**** EXTRACTED TEXT
In April 2022, the Home Office told Cleveland’s OPCC it had been successful in gaining Violence Reduction Unit (VRU) funding over a three year period.
This led to the Cleveland Unit for the Reduction of Violence (CURV) being established.
CURV has been tasked with bringing together all partners and stakeholders to develop and deliver an intelligence and evidence-led strategy. It would aim to reduce serious violence across Cleveland through a public health agenda.
The core function of CURV is to provide leadership and strategic coordination of Cleveland’s response to serious violence.
The partnership will deliver this by strengthening partnerships, working with communities and ensuring specified authorities, partners and key stakeholders collaborate to achieve agreed objectives.
Key Measures
CURV’s primary measures of success are to deliver the following:
- A reduction in hospital admissions for assaults with a knife or sharp object – especially among victims aged under 25.
- A reduction in knife-enabled serious violence – especially among victims aged under 25.
- A reduction in all non-domestic homicides – especially among victims aged under 25 involving knives.
Cleveland ranks among the top 10 areas for police-recorded knife crime and hospital admissions for knife/sharp object assaults. As rates are continuing to rise, CURV will prioritise activities, which seek to reduce these figures.
Activities will be aligned with the Youth Endowment Fund (YEF)toolkit of interventions. They will focus on those deemed to be ‘high impact’ or ‘moderate impact’ with ‘high evidence’ in order to contribute to the reduction of serious violence.
Such interventions should include the following:
- Effective engagement with under-25s – but not excluding adults.
- Steering young people away from serious violence, crime, or potential harm.
Navigator programmes – specifically A&E Navigator programmes – are classified by the YEF toolkit as ‘High Impact.’ The Home Office accepts that Custody Navigators meet the same requirement.
Custody Navigator Scheme
The Custody Navigator Scheme aims to work primarily with young people – especially those aged 10 to 25 – once they have entered the criminal justice system.
It will add a ‘tertiary1’ intervention to Cleveland’s Youth Justice Services (YJS) suite of interventions. It will compliment youth justice ‘Turnaround’ intervention, which aims to ‘achieve positive outcomes for children, aged 10 to 18, with the ultimate aim of preventing them from going on to offend’.
********
**** MATERIAL SHOWN
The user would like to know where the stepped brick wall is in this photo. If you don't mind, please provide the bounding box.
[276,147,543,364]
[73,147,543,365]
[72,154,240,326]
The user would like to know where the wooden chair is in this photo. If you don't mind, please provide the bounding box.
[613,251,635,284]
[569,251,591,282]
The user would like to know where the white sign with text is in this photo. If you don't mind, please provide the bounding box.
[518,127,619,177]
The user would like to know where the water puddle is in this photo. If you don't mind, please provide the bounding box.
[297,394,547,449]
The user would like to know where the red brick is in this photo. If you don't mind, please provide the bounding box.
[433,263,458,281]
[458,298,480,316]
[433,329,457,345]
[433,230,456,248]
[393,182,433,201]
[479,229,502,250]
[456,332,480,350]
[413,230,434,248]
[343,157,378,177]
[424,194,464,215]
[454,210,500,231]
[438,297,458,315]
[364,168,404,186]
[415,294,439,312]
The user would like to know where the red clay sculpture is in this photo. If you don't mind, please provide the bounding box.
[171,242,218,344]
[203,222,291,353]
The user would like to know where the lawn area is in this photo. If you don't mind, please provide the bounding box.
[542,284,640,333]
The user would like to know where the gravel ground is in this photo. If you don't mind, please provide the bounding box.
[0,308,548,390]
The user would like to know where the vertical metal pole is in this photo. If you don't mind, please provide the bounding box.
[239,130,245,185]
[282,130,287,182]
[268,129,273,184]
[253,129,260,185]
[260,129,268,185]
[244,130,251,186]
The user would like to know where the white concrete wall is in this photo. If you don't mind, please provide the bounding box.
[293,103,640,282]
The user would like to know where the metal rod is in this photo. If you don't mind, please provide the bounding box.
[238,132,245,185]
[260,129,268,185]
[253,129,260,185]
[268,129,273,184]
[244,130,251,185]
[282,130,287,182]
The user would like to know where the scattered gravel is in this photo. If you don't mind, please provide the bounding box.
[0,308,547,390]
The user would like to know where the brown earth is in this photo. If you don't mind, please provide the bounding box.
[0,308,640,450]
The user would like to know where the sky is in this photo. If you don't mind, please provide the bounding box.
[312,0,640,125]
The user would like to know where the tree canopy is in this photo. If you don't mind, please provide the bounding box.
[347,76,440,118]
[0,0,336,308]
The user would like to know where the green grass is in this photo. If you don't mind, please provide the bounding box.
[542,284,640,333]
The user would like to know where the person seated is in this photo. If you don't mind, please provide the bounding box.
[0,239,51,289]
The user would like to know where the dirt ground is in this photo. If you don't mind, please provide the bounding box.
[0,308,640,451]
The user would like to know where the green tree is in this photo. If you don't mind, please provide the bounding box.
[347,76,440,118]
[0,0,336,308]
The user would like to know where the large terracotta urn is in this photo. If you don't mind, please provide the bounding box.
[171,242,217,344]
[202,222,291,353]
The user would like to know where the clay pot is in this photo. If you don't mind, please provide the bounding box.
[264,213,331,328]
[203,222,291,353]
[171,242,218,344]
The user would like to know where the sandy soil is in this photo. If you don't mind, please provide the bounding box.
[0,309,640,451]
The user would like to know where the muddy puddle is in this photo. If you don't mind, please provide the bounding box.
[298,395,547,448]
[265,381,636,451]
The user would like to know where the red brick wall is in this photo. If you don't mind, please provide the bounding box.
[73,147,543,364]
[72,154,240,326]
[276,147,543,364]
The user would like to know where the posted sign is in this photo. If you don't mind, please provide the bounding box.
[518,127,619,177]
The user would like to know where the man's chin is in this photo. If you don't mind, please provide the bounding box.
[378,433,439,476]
********
**** MATERIAL SHOWN
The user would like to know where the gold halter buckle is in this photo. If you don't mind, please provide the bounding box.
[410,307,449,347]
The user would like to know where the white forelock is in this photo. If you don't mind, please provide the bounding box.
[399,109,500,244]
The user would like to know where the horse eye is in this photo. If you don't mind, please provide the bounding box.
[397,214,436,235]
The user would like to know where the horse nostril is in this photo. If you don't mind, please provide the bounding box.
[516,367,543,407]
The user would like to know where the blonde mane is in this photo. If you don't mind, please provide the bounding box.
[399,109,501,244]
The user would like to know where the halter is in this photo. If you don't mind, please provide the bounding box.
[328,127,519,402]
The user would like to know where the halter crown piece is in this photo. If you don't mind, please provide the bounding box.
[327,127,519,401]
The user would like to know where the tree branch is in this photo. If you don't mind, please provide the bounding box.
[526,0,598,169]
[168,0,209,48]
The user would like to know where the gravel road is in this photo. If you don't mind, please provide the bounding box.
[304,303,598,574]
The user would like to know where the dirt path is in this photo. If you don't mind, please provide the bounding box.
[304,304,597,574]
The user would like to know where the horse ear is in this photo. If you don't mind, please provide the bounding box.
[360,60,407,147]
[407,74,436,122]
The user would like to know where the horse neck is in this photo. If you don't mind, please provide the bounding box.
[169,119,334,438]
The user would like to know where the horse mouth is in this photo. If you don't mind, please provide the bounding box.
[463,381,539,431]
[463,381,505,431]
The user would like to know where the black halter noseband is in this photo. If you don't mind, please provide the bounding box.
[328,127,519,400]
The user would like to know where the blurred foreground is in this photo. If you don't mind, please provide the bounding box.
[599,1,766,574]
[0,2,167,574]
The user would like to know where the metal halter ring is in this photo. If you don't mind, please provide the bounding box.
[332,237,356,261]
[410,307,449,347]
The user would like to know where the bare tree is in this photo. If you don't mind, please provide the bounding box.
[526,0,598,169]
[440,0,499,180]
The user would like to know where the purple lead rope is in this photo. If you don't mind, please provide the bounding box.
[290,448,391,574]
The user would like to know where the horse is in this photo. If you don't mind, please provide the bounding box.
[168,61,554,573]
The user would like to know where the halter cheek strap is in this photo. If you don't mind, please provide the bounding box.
********
Reproduce word for word the part of the CURV text above from "Such interventions should" to "on to offend’.".

Such interventions should include the following:
- Effective engagement with under-25s – but not excluding adults.
- Steering young people away from serious violence, crime, or potential harm.
Navigator programmes – specifically A&E Navigator programmes – are classified by the YEF toolkit as ‘High Impact.’ The Home Office accepts that Custody Navigators meet the same requirement.
Custody Navigator Scheme
The Custody Navigator Scheme aims to work primarily with young people – especially those aged 10 to 25 – once they have entered the criminal justice system.
It will add a ‘tertiary1’ intervention to Cleveland’s Youth Justice Services (YJS) suite of interventions. It will compliment youth justice ‘Turnaround’ intervention, which aims to ‘achieve positive outcomes for children, aged 10 to 18, with the ultimate aim of preventing them from going on to offend’.